[[ PASSAGE PROVIDED, beginning ]]
Flood modelling using drones and AI
In June 2017, the Government of Malawi, along with UNICEF, launched a 40km-radius air corridor at Kasungu Aerodrome in central Malawi. It’s the first in Africa, and one of the first globally, dedicated to testing the potential of drones for humanitarian and development use.
Drones offer a unique aerial perspective of the landscape that was once only possible if you owned a plane or helicopter. The second UNICEF study we’re funding aims to use Arm-powered drone technology to give Malawi a better understanding of how its landscape will be affected by flooding through aerial mapping, ground truthing and Geographic Information Systems.
This flood modelling technology aims to better inform emergency preparedness through early warning systems. Aerial images are captured and processed using AI image recognition software to predict and model future flooding. It can also identify different types of buildings in order to build a picture of human occupation of an area and how flooding may affect it.
Drones are also being trialed as delivery vehicles for essential supplies and emergency items, traversing complex topography and harsh terrain that would prove too challenging for land-based logistics. During our visit to Kasungu Aerodrome we witnessed a successful field-test of a health delivery service, delivering a six-kilogram payload to a healthcare worker in a neighboring village 37 kilometers away.
Low-cost, high-impact solutions
Overall, the week we spent in Malawi was a great demonstration of how globally sourced, locally implemented innovation partnerships can deliver social impact at scale, made possible by organizations like UNICEF who have the infrastructure and government relationships already in place to deliver programs on the ground. Locally-driven initiatives such as the drone corridor are unique opportunities to partner to enable progress on humanitarian challenges, and we’re getting involved wherever we can—a speech-processing pilot for enhanced monitoring of the classroom environment is also in development.
As well as exploring how we could play a part in other technology-focused UNICEF projects, we visited Daeyang University in Lilongwe, Malawi’s capital city. There, we ran a collaborative workshop with students – which included introducing them to some of the newer applications of Arm technology such as natural language processing and ‘TinyML’ AI processing for ultra-low-power systems.
[[ PASSAGE PROVIDED, end ]]
[[ PROVIDED DATA, beginning ]]
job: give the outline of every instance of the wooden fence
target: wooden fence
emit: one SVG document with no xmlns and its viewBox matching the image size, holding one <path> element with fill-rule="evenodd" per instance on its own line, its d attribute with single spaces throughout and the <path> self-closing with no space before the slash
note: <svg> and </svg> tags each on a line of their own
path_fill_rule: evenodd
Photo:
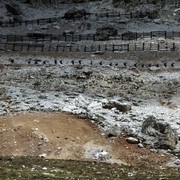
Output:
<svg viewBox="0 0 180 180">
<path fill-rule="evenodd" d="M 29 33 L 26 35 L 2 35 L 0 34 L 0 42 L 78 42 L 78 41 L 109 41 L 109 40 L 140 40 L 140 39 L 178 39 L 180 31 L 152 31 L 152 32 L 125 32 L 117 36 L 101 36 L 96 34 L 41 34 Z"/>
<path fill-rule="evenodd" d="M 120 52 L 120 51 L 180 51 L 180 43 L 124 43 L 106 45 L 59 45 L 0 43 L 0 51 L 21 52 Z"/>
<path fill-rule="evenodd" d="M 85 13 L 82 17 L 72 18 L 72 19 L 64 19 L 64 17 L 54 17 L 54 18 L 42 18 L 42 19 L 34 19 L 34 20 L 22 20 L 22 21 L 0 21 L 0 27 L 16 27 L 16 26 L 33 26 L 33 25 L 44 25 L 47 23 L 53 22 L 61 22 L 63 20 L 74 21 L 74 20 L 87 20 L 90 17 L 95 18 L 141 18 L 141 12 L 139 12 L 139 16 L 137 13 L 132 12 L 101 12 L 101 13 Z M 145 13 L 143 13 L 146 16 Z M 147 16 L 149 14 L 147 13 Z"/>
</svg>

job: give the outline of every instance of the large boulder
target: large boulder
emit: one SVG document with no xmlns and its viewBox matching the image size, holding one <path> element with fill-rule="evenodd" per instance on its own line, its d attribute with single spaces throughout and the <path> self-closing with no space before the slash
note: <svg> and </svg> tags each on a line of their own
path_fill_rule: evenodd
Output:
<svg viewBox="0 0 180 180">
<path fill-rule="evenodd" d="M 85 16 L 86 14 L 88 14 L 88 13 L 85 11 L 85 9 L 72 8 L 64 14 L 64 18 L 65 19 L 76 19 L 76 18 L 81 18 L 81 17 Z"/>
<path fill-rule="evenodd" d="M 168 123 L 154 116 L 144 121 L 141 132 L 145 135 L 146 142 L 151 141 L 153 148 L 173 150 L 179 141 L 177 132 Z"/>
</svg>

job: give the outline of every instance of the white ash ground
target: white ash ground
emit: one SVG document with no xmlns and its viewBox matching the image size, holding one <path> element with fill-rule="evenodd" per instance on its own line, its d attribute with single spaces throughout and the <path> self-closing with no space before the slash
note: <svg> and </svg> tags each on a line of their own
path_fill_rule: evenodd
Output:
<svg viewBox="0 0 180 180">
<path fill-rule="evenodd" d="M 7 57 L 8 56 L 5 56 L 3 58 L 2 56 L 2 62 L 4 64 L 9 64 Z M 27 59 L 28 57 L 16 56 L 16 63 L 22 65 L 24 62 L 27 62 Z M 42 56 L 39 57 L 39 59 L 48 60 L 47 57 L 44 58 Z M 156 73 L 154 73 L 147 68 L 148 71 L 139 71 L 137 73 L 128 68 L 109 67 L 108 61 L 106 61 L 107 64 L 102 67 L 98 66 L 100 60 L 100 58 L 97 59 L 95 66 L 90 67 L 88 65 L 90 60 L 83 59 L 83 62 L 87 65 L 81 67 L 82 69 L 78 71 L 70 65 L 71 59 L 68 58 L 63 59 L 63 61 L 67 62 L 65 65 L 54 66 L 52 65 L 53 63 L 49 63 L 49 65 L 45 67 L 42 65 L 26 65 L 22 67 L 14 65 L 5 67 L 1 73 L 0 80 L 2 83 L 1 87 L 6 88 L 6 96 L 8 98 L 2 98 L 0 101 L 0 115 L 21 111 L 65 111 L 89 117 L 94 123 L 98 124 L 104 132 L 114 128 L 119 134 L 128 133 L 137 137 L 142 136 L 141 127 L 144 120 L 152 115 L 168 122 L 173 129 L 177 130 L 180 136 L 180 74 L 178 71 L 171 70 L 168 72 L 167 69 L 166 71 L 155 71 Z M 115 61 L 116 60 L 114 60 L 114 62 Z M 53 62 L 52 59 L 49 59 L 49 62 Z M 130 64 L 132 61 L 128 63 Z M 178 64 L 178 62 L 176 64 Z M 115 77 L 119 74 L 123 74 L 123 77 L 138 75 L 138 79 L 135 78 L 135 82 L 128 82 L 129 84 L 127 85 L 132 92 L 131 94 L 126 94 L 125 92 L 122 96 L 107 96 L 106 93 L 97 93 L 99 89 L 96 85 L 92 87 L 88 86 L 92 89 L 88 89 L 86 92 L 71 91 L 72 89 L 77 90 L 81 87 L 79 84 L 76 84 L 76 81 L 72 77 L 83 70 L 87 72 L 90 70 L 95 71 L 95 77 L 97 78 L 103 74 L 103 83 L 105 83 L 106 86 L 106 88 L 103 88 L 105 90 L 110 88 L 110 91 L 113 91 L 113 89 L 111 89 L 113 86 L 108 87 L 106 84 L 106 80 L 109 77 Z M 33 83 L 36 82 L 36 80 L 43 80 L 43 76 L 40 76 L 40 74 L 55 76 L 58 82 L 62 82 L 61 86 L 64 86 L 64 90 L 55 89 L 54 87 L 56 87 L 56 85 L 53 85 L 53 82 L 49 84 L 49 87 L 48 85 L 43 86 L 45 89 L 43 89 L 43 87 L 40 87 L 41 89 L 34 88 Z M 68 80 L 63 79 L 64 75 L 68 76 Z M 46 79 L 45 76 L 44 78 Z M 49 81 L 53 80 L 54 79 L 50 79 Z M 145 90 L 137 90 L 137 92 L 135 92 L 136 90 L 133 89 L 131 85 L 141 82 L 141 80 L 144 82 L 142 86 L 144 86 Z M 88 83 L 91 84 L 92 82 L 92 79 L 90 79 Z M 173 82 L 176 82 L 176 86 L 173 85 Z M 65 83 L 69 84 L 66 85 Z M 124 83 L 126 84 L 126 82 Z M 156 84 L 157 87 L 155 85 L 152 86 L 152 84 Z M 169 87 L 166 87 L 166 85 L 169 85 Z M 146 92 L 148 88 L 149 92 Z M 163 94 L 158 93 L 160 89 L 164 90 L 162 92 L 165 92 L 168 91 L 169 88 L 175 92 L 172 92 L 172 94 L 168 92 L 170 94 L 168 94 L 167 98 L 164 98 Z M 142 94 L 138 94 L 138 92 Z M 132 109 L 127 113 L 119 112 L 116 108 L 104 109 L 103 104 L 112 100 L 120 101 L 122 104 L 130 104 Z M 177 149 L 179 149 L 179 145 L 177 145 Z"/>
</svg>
[[ PROVIDED DATA, end ]]
[[ PROVIDED DATA, beginning ]]
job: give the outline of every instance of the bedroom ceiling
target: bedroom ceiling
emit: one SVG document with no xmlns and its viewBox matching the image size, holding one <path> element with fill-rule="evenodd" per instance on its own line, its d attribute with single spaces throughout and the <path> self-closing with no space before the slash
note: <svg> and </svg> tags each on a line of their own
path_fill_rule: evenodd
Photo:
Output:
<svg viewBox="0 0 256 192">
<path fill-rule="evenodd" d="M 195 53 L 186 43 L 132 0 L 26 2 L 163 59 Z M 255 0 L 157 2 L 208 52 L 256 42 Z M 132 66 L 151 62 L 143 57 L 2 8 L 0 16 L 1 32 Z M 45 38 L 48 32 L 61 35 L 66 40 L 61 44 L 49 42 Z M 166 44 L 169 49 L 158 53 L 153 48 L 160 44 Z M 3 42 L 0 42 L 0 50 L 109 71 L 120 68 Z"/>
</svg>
[[ PROVIDED DATA, end ]]
### REQUIRED ACTION 1
Answer these questions using the passage on drones in Malawi.
(a) In what month and year was the air corridor at Kasungu Aerodrome launched?
(b) How heavy was the payload in the health delivery field test, and how far away was the village it reached?
(c) At which university was the collaborative workshop with students held?
### REQUIRED ACTION 2
Carry on the passage on drones in Malawi from its final sentence.
The items have nothing to do with the passage on drones in Malawi.

### RESPONSE BOX 1
(a) June 2017
(b) Six kilograms, to a village 37 kilometers away
(c) Daeyang University in Lilongwe

### RESPONSE BOX 2
It’s these technologies that will enable Malawi’s innovators to develop low-cost, low-power solutions with a level of computational capability that only a few years ago would have been far too expensive or difficult to implement within a limited infrastructure, and it was hugely exciting to be able to explore these concepts with passionate, highly skilled students in fields such as computer science and electrical engineering. These young people will be the ones tasked with improving their country technologically, socially and financially – and it’s our hope that Arm technology will help enable them to do so.
Or course, there will be challenges along the way: technical hurdles remain around connectivity, battery life and, in the case of drones, physical safety. Perhaps the bigger battle will be in overcoming social hurdles such as communities’ reticence to adopt unknown technology. Yet in meeting local community leaders in rural villages that have been heavily affected by flooding, their desire to be able to assume responsibility for solving these problems was abundantly clear.
It’s my hope that the more prolific and capable this kind of technology becomes, the more it will be trusted, championed and seen as a force for good – enabling Malawi’s innovators to deliver real solutions that solve humanitarian challenges in a sustainable way.